* [Exercise requirements]
Reproduce the listing in full, exactly as written, but without images.

*** Begin section ***

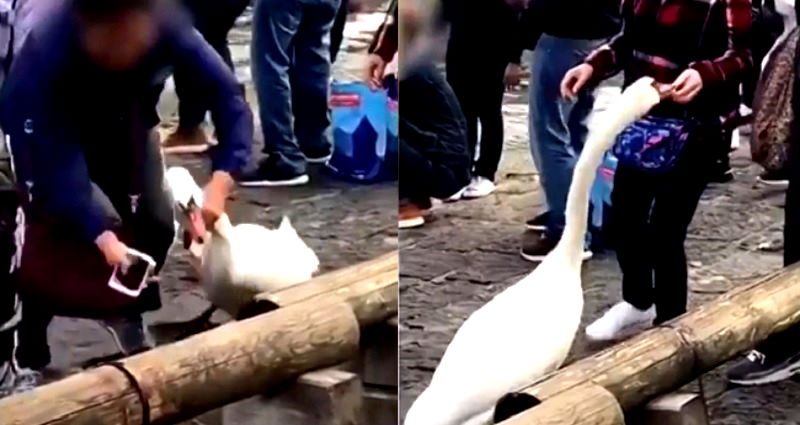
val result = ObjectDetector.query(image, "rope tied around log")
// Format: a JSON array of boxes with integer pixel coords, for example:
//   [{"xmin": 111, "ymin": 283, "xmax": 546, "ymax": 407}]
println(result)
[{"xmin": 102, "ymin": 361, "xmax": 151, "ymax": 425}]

*** End section ***

* [Exercise solution]
val result = ObjectDetector.query(image, "rope tied around log")
// Format: a JSON array of boxes with integer pixel coords, for example:
//   [{"xmin": 111, "ymin": 283, "xmax": 546, "ymax": 407}]
println(result)
[{"xmin": 102, "ymin": 361, "xmax": 151, "ymax": 425}]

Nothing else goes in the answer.